→ **Task instructions**
Reproduce all of the data that follows, character for character.

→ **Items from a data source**
________________
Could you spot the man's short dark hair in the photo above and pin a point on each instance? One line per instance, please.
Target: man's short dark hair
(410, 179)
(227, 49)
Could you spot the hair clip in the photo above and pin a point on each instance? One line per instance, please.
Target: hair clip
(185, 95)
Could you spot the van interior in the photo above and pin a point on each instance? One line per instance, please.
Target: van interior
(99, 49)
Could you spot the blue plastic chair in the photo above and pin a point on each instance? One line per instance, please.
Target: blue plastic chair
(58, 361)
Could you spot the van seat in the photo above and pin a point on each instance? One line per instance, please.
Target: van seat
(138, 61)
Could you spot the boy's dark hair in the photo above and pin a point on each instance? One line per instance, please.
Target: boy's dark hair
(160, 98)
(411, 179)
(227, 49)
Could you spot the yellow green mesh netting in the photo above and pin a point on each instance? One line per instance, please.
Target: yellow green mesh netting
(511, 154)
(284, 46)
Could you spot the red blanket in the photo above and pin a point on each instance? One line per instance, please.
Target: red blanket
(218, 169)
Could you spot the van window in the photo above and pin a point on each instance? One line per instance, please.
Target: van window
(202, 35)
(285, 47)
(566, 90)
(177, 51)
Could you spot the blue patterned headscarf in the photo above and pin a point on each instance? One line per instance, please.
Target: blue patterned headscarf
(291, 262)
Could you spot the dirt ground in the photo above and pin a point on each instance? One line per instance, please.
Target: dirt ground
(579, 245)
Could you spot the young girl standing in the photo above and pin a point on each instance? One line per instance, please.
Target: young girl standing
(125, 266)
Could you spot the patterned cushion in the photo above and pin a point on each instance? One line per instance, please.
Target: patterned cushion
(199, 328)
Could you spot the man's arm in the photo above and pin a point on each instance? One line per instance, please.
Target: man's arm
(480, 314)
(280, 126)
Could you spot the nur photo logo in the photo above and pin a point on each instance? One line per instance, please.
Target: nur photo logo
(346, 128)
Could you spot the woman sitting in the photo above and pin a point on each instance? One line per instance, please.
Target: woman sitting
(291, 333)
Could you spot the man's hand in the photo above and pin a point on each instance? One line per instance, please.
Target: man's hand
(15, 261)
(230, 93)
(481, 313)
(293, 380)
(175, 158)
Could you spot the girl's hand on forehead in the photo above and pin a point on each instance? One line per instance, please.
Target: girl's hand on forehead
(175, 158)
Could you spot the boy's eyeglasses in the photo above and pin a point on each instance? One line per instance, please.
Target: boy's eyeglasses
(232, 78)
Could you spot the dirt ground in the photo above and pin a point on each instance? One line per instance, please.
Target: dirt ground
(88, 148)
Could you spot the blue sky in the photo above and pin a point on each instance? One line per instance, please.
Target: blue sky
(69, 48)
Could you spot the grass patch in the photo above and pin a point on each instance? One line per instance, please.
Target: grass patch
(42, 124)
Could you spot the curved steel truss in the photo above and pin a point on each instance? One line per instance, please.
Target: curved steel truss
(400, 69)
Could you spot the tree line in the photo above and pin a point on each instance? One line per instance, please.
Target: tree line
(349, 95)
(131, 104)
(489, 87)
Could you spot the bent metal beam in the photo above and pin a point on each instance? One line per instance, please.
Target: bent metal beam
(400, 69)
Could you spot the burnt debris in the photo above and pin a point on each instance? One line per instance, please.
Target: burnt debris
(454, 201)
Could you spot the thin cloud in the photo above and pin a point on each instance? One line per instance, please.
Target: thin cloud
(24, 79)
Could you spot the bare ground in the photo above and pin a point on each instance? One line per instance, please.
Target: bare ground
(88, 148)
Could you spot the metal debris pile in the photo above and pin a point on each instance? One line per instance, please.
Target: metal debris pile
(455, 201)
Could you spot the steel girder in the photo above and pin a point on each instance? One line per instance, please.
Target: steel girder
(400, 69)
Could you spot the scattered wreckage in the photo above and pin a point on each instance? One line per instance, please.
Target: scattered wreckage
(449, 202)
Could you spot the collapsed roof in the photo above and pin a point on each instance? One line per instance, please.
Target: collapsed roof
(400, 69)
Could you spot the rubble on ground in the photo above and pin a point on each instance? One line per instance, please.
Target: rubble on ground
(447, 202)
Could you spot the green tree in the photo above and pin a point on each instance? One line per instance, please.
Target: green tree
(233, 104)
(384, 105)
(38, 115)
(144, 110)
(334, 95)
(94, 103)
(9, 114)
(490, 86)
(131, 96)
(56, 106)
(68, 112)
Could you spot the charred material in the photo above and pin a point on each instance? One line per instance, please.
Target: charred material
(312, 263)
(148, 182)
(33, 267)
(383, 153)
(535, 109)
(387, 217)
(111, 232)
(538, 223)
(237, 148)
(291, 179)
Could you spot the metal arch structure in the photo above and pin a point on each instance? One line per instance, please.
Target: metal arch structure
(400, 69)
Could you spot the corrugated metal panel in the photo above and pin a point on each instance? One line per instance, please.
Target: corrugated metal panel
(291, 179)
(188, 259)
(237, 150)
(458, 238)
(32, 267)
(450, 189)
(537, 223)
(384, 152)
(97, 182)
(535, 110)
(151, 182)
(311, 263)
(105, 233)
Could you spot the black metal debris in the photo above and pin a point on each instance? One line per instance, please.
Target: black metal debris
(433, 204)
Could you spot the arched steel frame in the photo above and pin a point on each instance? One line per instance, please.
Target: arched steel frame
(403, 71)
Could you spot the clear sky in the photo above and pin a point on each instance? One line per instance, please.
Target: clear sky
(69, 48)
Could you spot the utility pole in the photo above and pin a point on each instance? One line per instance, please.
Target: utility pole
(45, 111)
________________
→ **Right answer**
Could you spot the man's short dark hair in the photo above and pin a point on each instance? One line per instance, please.
Target: man's short dark hair
(410, 179)
(227, 49)
Could you spot the hair clip in the photo above and pin a point on each instance? One line per instance, please.
Target: hair clip
(185, 95)
Could you spot the van interior in the photo above and pin a point on each instance? One line per instance, please.
Target: van interior
(99, 49)
Could you spot the blue plastic chair in the photo above and pin a point on each instance? One line per instance, please.
Target: blue plastic chair
(58, 361)
Could you spot the van seat in the photo above and pin a point on each instance? One line per instance, please.
Target: van seat
(138, 61)
Could you spot the boy's dark hair in the photo above and pin a point on each instance? One line per instance, please.
Target: boy's dark hair
(160, 98)
(411, 179)
(227, 49)
Could you spot the yellow green mesh netting in the photo above and pin a point on each instance? One line per instance, please.
Target: yellow green mesh netting
(511, 154)
(284, 46)
Could you spot the red blanket in the photo above and pin a point on each instance? One line per instance, please.
Target: red blanket
(218, 169)
Could you spot the van window in the photo above and pin a point on each instance? One line per instance, please.
Target: van window
(202, 35)
(285, 47)
(566, 90)
(177, 51)
Could you spot the blue patterned headscarf in the photo above and pin a point on each instance? One line per instance, please.
Target: blue patterned headscarf
(291, 262)
Could you spot the dirt ground in the photo above and pin a point on each instance? One line per instance, please.
Target: dirt ground
(579, 245)
Could you spot the young girl standing in the photo above and pin a point on each instance? One line per instance, please.
Target: young girl standing
(125, 266)
Could you spot the patterned cushion in the photo above and pin a point on each instance? One line per instance, please.
Target: patterned cushion
(199, 328)
Could you spot the man's arm in the photo above and pin a point on each instance? One line per instance, please.
Target: man's arm
(480, 314)
(280, 126)
Could you spot the nur photo logo in the photo above and pin a point on each instance? One line per instance, please.
Target: nur photo logo
(346, 128)
Could you spot the woman sitting in the photo above and pin a point on each instance? One line per instance, please.
Target: woman sitting
(291, 333)
Could you spot the man's hand in the photo above and pin a point on each instance? One line per instance, please.
Target: man's hand
(15, 261)
(230, 93)
(481, 313)
(293, 380)
(175, 158)
Could you spot the girl's hand on forehead in the photo above and pin a point on each instance? One line per instance, please.
Target: girl's hand on forehead
(175, 158)
Could you spot the boy's eyeglasses in the photo above and pin a point on each instance? One line per instance, please.
Target: boy's eyeglasses
(232, 78)
Could you spot the dirt ground in the photo above and pin a point on each instance? One line per instance, please.
Target: dirt ground
(88, 148)
Could you spot the blue sky in the photo above and pin a point on each instance? One line per instance, please.
Target: blue sky
(69, 48)
Could you spot the grass patch in the photo above and pin a point on each instance? One line per instance, please.
Target: grass patch
(42, 124)
Could you spot the curved steel truss in the photo above and pin a point on each instance? One line per instance, please.
Target: curved steel truss
(400, 69)
Could you spot the tree line in the photo above and pin a point on each instance? One line per instance, please.
Target: tree line
(349, 95)
(131, 104)
(489, 87)
Could you spot the bent metal beam in the photo above and pin a point on each instance? One line per instance, please.
Target: bent metal beam
(400, 69)
Could you spot the burnt debris in the photo above and pin a point on each instance? One line per instance, please.
Target: burnt debris
(454, 201)
Could you spot the thin cloud in the photo above and pin a point on each instance? One line per instance, please.
Target: thin cloud
(24, 79)
Could you spot the bare ground in the photo above and pin a point on each instance? One line per instance, please.
Target: bare ground
(88, 148)
Could you spot the metal debris pile in the photo above and pin a point on each instance? One line per instance, please.
Target: metal debris pile
(455, 201)
Could you spot the steel girder in the photo above and pin a point on each instance? One line per instance, please.
Target: steel girder
(400, 69)
Could you spot the scattered wreckage in the photo above and pin a point on each instance? One line per instance, please.
Target: scattered wreckage
(449, 202)
Could you spot the collapsed roof in the photo above and pin a point on each instance? One line per instance, please.
Target: collapsed roof
(400, 69)
Could you spot the rubble on ground in the photo above and pin a point on each instance? One line per instance, please.
Target: rubble on ground
(447, 202)
Could you spot the green tree in the photo above and pin a point on each instance? One line per instance, please.
Target: green tree
(233, 104)
(384, 105)
(38, 115)
(144, 110)
(334, 95)
(94, 103)
(9, 114)
(490, 86)
(131, 96)
(56, 106)
(68, 112)
Could you spot the charred material in the photo above and pin a point on each instance? One line per instance, please.
Target: charred material
(312, 263)
(148, 182)
(33, 267)
(383, 153)
(535, 109)
(387, 217)
(111, 232)
(538, 223)
(237, 148)
(291, 179)
Could you spot the metal arch structure in the photo above and pin a point on each instance? One line per instance, please.
Target: metal arch structure
(400, 69)
Could you spot the corrugated metal panel in the photo above and pin a point on each instance? One line per instance, please.
Target: corrugated metal panel
(291, 179)
(188, 259)
(237, 150)
(458, 238)
(32, 267)
(450, 189)
(537, 223)
(384, 152)
(97, 182)
(535, 110)
(151, 182)
(311, 263)
(105, 233)
Could you spot the black metal debris in the photo above and pin a point on each instance? One line per instance, please.
Target: black metal debris
(433, 204)
Could you spot the arched steel frame in the photo above and pin a point on each instance? One line per instance, please.
Target: arched steel frame
(403, 71)
Could you spot the clear sky in the photo above and pin a point on each instance? One line per instance, please.
Target: clear sky
(69, 48)
Could you spot the utility pole in the photo above and pin a point on each instance? One line per instance, please.
Target: utility pole
(45, 111)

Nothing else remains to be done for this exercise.